* [WORK INSTRUCTIONS]:
Rescale the stretch of material from its start through the line containing "(1079, 804)", both ends included. Repeat every line in full, but multiply each coordinate in the answers by 1.45 and round to a whole number, with halves going up. Leave the pictures out, and give only these lines.

* [GIVEN DATA]:
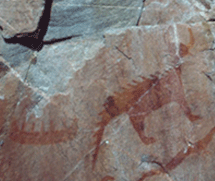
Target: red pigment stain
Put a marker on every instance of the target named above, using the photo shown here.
(41, 137)
(184, 49)
(108, 178)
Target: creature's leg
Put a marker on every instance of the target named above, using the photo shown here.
(138, 124)
(32, 61)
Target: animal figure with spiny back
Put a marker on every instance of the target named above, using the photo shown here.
(139, 100)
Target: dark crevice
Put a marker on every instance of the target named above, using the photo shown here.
(126, 56)
(34, 40)
(138, 20)
(211, 20)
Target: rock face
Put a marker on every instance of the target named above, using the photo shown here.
(130, 99)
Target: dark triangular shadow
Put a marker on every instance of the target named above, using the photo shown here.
(34, 40)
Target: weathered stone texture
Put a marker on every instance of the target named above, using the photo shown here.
(136, 104)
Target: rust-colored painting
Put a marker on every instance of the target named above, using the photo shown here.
(142, 98)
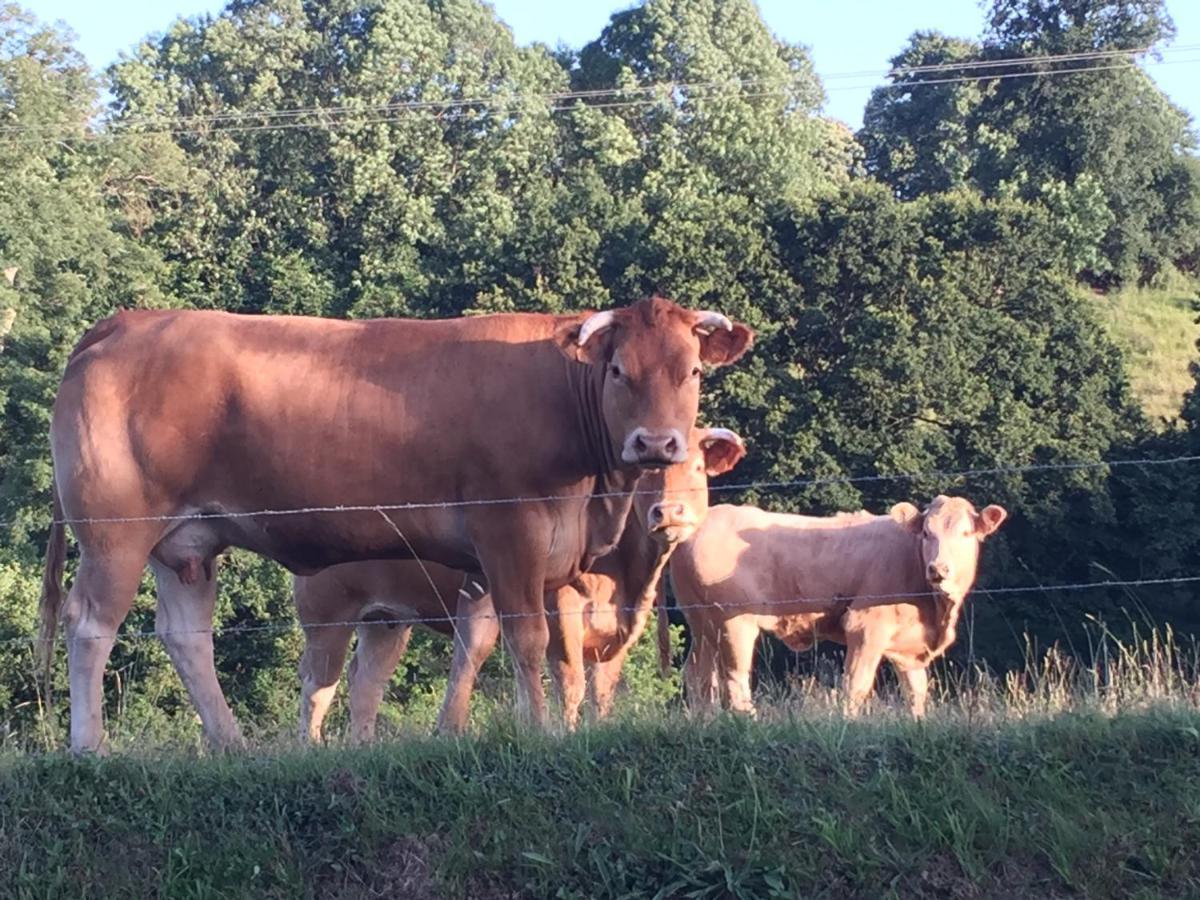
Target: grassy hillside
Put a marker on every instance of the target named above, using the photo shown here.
(1158, 331)
(1081, 804)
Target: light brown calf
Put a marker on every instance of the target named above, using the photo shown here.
(888, 587)
(593, 621)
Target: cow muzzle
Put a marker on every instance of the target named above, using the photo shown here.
(671, 522)
(654, 449)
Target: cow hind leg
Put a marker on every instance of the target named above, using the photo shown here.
(864, 653)
(915, 684)
(184, 623)
(99, 601)
(477, 630)
(605, 678)
(701, 675)
(321, 669)
(375, 661)
(737, 646)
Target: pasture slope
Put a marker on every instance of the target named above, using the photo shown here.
(1079, 804)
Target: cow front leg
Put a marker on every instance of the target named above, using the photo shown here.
(737, 643)
(915, 684)
(184, 622)
(564, 611)
(701, 673)
(477, 630)
(605, 678)
(321, 669)
(375, 661)
(864, 652)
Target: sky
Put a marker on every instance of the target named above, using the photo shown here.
(847, 36)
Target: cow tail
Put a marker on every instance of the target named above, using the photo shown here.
(52, 597)
(664, 634)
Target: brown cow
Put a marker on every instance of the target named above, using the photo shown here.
(594, 621)
(885, 586)
(179, 433)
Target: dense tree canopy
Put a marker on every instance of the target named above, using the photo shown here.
(407, 157)
(1104, 150)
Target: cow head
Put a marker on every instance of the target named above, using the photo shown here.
(951, 532)
(672, 503)
(652, 355)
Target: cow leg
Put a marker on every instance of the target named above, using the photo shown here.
(372, 666)
(565, 652)
(321, 667)
(864, 652)
(915, 684)
(701, 675)
(99, 601)
(737, 645)
(477, 630)
(605, 678)
(184, 623)
(517, 582)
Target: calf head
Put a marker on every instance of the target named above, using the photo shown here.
(652, 355)
(672, 503)
(951, 533)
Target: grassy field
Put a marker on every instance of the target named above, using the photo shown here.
(1063, 780)
(1157, 330)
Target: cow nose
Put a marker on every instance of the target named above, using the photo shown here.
(654, 448)
(667, 513)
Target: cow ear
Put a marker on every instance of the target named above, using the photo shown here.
(905, 514)
(723, 450)
(586, 339)
(720, 347)
(990, 519)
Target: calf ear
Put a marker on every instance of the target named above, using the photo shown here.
(990, 519)
(720, 347)
(723, 450)
(597, 342)
(905, 514)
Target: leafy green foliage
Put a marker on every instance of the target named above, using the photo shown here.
(1105, 151)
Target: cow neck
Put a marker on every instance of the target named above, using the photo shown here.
(947, 609)
(587, 385)
(643, 561)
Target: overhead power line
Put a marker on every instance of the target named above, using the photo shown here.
(328, 117)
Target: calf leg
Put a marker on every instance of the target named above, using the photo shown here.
(477, 630)
(184, 623)
(915, 684)
(605, 678)
(376, 658)
(565, 651)
(701, 675)
(321, 667)
(96, 605)
(738, 639)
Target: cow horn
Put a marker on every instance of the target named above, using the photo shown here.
(723, 435)
(709, 321)
(595, 322)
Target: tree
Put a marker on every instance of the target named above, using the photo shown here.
(1105, 150)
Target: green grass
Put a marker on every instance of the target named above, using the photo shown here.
(1081, 804)
(1068, 779)
(1157, 330)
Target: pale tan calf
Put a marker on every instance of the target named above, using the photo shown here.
(593, 621)
(888, 587)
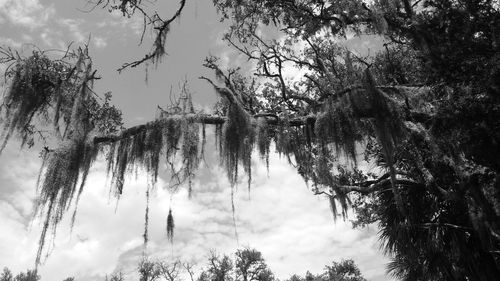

* [RESPONSE BELOW]:
Target: red pigment stain
Put a marker on every instance of the target named above, using the photo shown here.
(59, 199)
(267, 71)
(157, 258)
Target: creature's leg
Put a marker on every instance of the target named above, using the photo shown here.
(200, 180)
(46, 88)
Target: animal figure with spiny back
Put a marker on every instance of the target named above, using the photo shown here.
(202, 145)
Target: dark crevice
Put a marker on every instance of the target named above, using the photo shown here.
(183, 81)
(49, 58)
(200, 29)
(306, 29)
Target: rock face
Put a marker on every instance of the target named above, using the photo shown here.
(189, 144)
Target: dark triangular shadow
Put a marker on every instance of the target named above, using the photo shown here.
(49, 58)
Target: weathered stone texture
Put a marker on every instance of the target named above, using the photo shown here.
(197, 151)
Target: rust-colored painting
Put a marker on every instance of the target named above, using the photo shown here.
(206, 142)
Target: grassy hillside
Put a marker on every instance of the target named above, using the photo shown here.
(1679, 480)
(1567, 1166)
Target: light brown calf
Put a marker on every instance of the target named above, using the photo shown here.
(1288, 851)
(860, 900)
Target: cow muzzle
Put a marker on every instance of the target named above, using the photo shown here.
(973, 757)
(948, 651)
Target: cow hind leg
Put a marker on every instance of the target named above, using the photo shown here.
(1253, 947)
(1327, 992)
(267, 903)
(144, 871)
(692, 914)
(877, 983)
(1016, 979)
(465, 970)
(544, 958)
(1069, 937)
Target: pasture slope
Put a marker on every instance of the target named above, using the photo shown here.
(1565, 1166)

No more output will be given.